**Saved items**
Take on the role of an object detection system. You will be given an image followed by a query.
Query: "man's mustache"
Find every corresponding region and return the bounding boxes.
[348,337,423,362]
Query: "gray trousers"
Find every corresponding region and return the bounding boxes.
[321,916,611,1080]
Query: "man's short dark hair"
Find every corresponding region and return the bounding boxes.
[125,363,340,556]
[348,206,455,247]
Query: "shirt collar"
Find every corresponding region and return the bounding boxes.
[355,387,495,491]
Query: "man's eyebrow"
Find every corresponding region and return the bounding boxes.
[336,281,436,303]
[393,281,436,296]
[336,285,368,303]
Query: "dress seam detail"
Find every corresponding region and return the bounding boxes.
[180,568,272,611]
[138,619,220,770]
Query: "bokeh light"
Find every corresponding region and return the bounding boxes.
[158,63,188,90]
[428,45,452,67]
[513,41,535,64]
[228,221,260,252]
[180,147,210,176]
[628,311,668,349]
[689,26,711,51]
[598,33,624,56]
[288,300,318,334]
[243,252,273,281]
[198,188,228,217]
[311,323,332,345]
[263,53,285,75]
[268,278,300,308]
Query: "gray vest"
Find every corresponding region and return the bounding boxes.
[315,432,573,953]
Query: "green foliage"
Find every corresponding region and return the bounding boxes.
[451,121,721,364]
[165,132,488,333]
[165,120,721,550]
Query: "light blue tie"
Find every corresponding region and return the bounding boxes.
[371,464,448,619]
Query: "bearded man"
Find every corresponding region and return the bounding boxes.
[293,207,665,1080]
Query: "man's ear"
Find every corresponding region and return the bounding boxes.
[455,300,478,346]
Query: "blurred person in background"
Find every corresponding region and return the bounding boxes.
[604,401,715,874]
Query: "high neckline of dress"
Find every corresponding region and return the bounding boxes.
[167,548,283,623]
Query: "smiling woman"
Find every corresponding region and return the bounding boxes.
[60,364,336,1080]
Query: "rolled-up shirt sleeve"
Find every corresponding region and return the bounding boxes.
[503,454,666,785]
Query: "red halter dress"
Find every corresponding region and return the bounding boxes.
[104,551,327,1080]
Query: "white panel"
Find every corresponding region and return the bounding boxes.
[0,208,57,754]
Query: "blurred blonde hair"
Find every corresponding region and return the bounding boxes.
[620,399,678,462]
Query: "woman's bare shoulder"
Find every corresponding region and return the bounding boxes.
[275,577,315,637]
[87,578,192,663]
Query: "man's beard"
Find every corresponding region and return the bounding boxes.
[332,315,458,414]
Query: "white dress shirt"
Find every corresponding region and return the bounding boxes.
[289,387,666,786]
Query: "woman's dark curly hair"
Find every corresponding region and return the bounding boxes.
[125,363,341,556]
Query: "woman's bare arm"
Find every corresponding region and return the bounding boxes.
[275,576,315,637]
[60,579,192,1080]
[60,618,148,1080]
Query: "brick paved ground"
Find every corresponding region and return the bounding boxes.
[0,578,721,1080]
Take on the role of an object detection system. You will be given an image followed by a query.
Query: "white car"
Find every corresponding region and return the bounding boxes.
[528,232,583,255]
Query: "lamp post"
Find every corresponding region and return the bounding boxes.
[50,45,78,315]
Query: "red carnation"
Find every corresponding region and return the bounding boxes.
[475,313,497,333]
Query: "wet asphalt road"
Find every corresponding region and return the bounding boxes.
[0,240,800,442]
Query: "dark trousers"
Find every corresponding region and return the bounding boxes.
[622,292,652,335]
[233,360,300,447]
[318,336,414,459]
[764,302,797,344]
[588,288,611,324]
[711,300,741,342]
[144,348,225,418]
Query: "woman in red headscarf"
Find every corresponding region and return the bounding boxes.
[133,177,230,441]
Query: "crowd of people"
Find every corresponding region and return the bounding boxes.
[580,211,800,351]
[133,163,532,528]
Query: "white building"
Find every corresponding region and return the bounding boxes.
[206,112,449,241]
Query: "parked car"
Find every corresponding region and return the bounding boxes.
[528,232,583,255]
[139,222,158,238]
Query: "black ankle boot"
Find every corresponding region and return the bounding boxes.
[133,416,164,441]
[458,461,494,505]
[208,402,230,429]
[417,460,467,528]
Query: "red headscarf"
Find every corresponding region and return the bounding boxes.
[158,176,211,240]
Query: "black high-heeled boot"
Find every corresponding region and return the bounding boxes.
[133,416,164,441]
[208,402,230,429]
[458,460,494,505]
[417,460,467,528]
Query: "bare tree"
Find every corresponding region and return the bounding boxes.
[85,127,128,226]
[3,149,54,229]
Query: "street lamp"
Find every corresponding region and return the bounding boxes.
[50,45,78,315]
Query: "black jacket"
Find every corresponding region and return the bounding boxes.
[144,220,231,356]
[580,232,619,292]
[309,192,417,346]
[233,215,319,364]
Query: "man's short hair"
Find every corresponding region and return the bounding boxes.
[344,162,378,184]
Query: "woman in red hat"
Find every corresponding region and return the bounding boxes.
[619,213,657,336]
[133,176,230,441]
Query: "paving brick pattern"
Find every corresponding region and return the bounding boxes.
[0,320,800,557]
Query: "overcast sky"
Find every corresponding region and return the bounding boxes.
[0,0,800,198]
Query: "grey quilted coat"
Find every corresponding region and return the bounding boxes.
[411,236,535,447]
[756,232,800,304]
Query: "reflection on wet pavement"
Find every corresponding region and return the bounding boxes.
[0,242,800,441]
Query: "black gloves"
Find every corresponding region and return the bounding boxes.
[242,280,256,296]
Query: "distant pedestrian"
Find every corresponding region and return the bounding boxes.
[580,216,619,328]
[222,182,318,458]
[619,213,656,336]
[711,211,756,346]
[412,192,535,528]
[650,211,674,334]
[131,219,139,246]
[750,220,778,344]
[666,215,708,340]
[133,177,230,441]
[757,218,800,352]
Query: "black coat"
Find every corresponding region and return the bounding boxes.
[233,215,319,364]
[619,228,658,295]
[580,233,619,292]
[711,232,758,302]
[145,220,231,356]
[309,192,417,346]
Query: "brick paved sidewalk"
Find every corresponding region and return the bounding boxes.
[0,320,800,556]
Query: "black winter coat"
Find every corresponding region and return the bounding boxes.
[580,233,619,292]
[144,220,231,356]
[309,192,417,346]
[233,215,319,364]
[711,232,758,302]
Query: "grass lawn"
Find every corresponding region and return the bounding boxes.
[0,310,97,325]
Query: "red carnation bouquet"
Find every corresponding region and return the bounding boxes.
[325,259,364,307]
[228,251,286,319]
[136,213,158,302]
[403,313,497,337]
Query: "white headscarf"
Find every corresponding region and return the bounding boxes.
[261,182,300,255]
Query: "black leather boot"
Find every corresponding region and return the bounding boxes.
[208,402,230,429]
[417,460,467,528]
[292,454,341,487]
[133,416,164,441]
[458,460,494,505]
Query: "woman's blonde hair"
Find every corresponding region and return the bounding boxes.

**What is needed**
Rewrite every line of the items above as a JSON list of strings with one string per line, and omit blank lines.

**The output**
[
  "Take on the role of an object detection system. You will be given an image followed by a query.",
  "Query: \"man's mustache\"",
  "Find every corresponding region and return the bounding boxes.",
  "[348,337,423,362]",
  "Query: \"gray trousers\"",
  "Find every corresponding region and return the bounding boxes.",
  "[321,916,611,1080]",
  "Query: \"man's short dark hair\"",
  "Find every corresponding region and return the bounding boxes.",
  "[125,363,340,556]",
  "[348,206,455,247]",
  "Query: \"shirt collar\"",
  "Find every corresponding region and return the bounding boxes.",
  "[355,387,495,491]",
  "Query: \"man's eyebrow\"",
  "Find every corresponding region and return the bounding boxes.",
  "[336,281,436,303]",
  "[393,281,436,296]",
  "[336,285,368,303]",
  "Query: \"dress seam detail\"",
  "Find every corresponding region and return the bounding boxes.",
  "[180,568,272,611]",
  "[138,619,220,770]",
  "Query: \"bokeh light\"",
  "Find every corresponding region and return the bounding boxes.",
  "[158,63,188,90]",
  "[428,45,452,67]",
  "[513,41,535,64]",
  "[228,221,260,252]",
  "[180,147,210,176]",
  "[628,311,668,349]",
  "[689,26,711,51]",
  "[598,33,624,56]",
  "[288,300,318,334]",
  "[243,252,273,281]",
  "[198,188,228,217]",
  "[311,323,332,345]",
  "[263,53,285,75]",
  "[268,278,300,308]",
  "Query: \"gray vest\"",
  "Find every corresponding region and return the bounding boxes.",
  "[315,432,573,953]",
  "Query: \"green foliage\"",
  "Find every corresponding region and return the bounding boxes.",
  "[451,121,721,364]",
  "[165,132,488,333]",
  "[165,120,721,550]",
  "Query: \"light blue tie\"",
  "Find every corresponding region and return the bounding boxes.",
  "[371,464,448,619]",
  "Query: \"bearded man\"",
  "Find every corresponding region and return the bounding boxes.",
  "[293,207,665,1080]",
  "Query: \"man's ear\"",
  "Find every corresponding region and return the bounding boxes.",
  "[455,300,478,346]",
  "Query: \"blurred person in background\"",
  "Find every corresponding region and return the bounding boxes.",
  "[604,401,715,874]",
  "Query: \"high neckline of dress\"",
  "Find every corresponding region and return the bounding boxes.",
  "[167,548,283,623]",
  "Query: \"smiling woman\"",
  "Find every corresponding region and return the bounding boxes.",
  "[60,364,336,1080]",
  "Query: \"rolled-up shirt sleeve\"",
  "Find every corresponding region and return the bounding boxes.",
  "[503,454,666,785]",
  "Query: \"red halter dress\"",
  "Find every corresponding region and return the bounding boxes.",
  "[104,551,327,1080]",
  "Query: \"white panel\"",
  "Find every corresponding region and return the bounding boxes.",
  "[0,208,57,754]",
  "Query: \"blurred blonde hair\"",
  "Find every corresponding region and return the bounding boxes.",
  "[620,399,678,462]",
  "Query: \"woman's bare shoulder\"",
  "Find every corresponding region and return the bounding boxes.",
  "[275,577,315,637]",
  "[87,578,192,663]",
  "Query: \"man's beard\"",
  "Find every corresponding region and return the bounding boxes.",
  "[332,315,458,414]",
  "Query: \"white dress shirt\"",
  "Find every corresponding region and return the bounding boxes.",
  "[289,387,666,786]",
  "Query: \"woman's dark curly hair\"",
  "Find every corresponding region and return the bounding boxes.",
  "[125,363,341,556]",
  "Query: \"woman's bare arm\"",
  "Find every corresponding region and return the bounding boxes.",
  "[275,576,315,637]",
  "[60,579,192,1080]",
  "[60,618,148,1080]",
  "Query: \"brick paved ground\"",
  "Find every corresponding region and return the bounding boxes.",
  "[0,578,721,1080]",
  "Take on the role of an object detection system. You will be given an image followed by a query.",
  "Query: \"white car\"",
  "Find every corresponding region and return the bounding boxes.",
  "[528,232,583,255]",
  "Query: \"lamp post\"",
  "Find every corresponding region and return the bounding boxes.",
  "[50,45,78,315]",
  "Query: \"red carnation\"",
  "Find every corresponding region and return the bounding boxes.",
  "[475,313,497,333]",
  "Query: \"wet asphalt road\"",
  "Find every corresponding region and return the bounding boxes.",
  "[0,240,800,442]",
  "Query: \"dark trousers\"",
  "Find every corresponding region and return the bounding boxes.",
  "[622,292,652,335]",
  "[233,360,300,447]",
  "[318,336,414,459]",
  "[764,302,797,344]",
  "[588,288,611,324]",
  "[711,300,741,342]",
  "[144,348,225,418]",
  "Query: \"woman in red headscarf\"",
  "Find every corresponding region and return the bounding boxes.",
  "[133,177,230,441]",
  "Query: \"crowd of people\"",
  "Find every corresponding region and return the bounding boxes.",
  "[580,211,800,351]",
  "[133,163,532,528]",
  "Query: \"white building\"",
  "Find every corresponding region and return the bounding boxes.",
  "[206,112,449,241]",
  "Query: \"parked car\"",
  "Find every corresponding region and return the bounding boxes.",
  "[528,232,583,255]",
  "[139,222,158,238]",
  "Query: \"black ankle boot\"",
  "Find every corresponding region and return the bounding boxes.",
  "[133,416,164,441]",
  "[458,461,494,505]",
  "[208,402,230,429]",
  "[417,460,467,528]",
  "Query: \"red headscarf\"",
  "Find every corresponding region and return the bounding boxes.",
  "[158,176,211,240]",
  "Query: \"black high-heeled boot\"",
  "Find every corresponding region and return the bounding boxes.",
  "[133,416,164,441]",
  "[208,402,230,429]",
  "[458,460,494,505]",
  "[417,460,467,528]",
  "Query: \"bare tree\"",
  "Find every corresponding region and return the bounding boxes.",
  "[85,127,128,226]",
  "[3,149,54,229]",
  "Query: \"street lamp\"",
  "Find every corresponding region and return the bounding boxes.",
  "[50,45,78,315]",
  "Query: \"black jacket\"",
  "Find every corresponding region and return the bounding boxes.",
  "[144,220,231,356]",
  "[580,232,619,292]",
  "[309,192,417,346]",
  "[233,215,319,364]",
  "Query: \"man's short hair\"",
  "Find every corresponding region and return the bounding boxes.",
  "[344,162,378,184]",
  "Query: \"woman in red hat\"",
  "Find every corresponding region and return the bounding boxes.",
  "[619,213,657,336]",
  "[133,176,230,441]",
  "Query: \"paving brick pattern\"",
  "Find every corresponding region and return the bounding boxes.",
  "[0,320,800,557]",
  "Query: \"overcast sky\"",
  "Find every corresponding region and return the bounding boxes.",
  "[0,0,800,198]",
  "Query: \"grey quilted coat\"",
  "Find every corresponding region and return the bounding boxes.",
  "[411,236,535,447]",
  "[756,232,800,304]",
  "Query: \"reflection on wet pavement\"",
  "Find every corresponding region and return the bounding boxes.",
  "[0,242,800,441]",
  "Query: \"black gloves\"",
  "Find every corresponding region and return the bounding boxes.",
  "[242,280,256,296]",
  "Query: \"distant pedestrian\"",
  "Find every corresponding region and return the bounding boxes.",
  "[580,216,619,328]",
  "[222,182,318,458]",
  "[619,213,656,336]",
  "[711,211,756,346]",
  "[412,192,535,528]",
  "[650,211,674,334]",
  "[131,219,139,246]",
  "[750,220,778,344]",
  "[666,215,708,340]",
  "[133,177,230,441]",
  "[757,218,800,352]",
  "Query: \"black coat\"",
  "Find every corresponding region and return the bounding boxes.",
  "[233,215,319,364]",
  "[619,228,658,295]",
  "[580,233,619,292]",
  "[711,232,758,302]",
  "[145,220,231,356]",
  "[309,192,417,346]",
  "Query: \"brick paved sidewalk\"",
  "Find every corresponding region and return the bounding boxes.",
  "[0,320,800,556]",
  "Query: \"black winter coat\"",
  "Find every corresponding region and return the bounding boxes.",
  "[580,233,619,292]",
  "[144,220,231,356]",
  "[309,192,417,346]",
  "[233,215,319,364]",
  "[711,232,758,302]",
  "Query: \"grass lawn\"",
  "Find every corresponding region and return the bounding boxes.",
  "[0,310,97,325]",
  "Query: \"red carnation bouquet\"",
  "Find every corresponding region and return the bounding boxes.",
  "[325,259,364,307]",
  "[228,251,286,319]",
  "[136,213,158,302]",
  "[403,313,497,337]",
  "Query: \"white headscarf\"",
  "Find every corresponding region and return the bounding boxes.",
  "[261,182,300,255]",
  "Query: \"black leather boot\"",
  "Find every corresponding region and return the bounding boxes.",
  "[208,402,230,429]",
  "[417,460,467,528]",
  "[292,454,341,487]",
  "[133,416,164,441]",
  "[458,460,494,505]",
  "Query: \"woman's blonde hair\"",
  "Find every corresponding region and return the bounding boxes."
]